### What you are asked to do:
Rewrite the data below with every "sun loungers" changed to "deck chairs", leaving everything else as it is. Omit the pictures from your answer.

* * * *

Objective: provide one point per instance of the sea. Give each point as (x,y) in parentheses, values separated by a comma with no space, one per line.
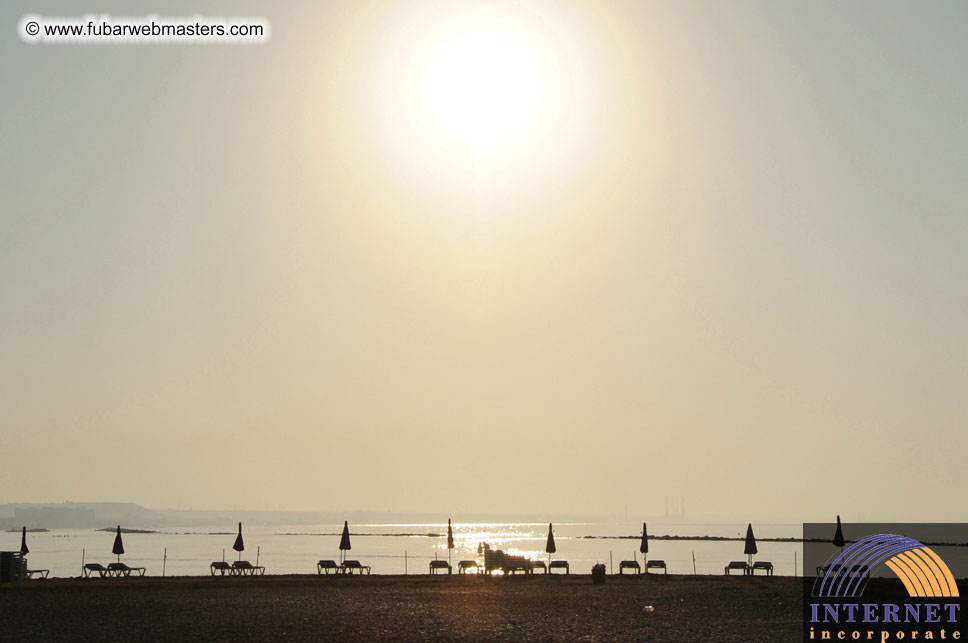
(408,548)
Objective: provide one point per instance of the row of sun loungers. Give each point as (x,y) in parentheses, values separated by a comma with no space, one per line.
(115,570)
(750,570)
(237,568)
(348,567)
(494,560)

* * * *

### Exercise answer:
Objective: provide one point per instance of the sea. Give each point as (x,y) in parentheses, values separated by a comma with no space, one per line.
(408,548)
Objective: provide one point per instance of the row of deck chairs. Give each point as (x,y) in parentheses, values separated by a comma with no space, one per line.
(115,570)
(750,570)
(237,568)
(348,567)
(494,560)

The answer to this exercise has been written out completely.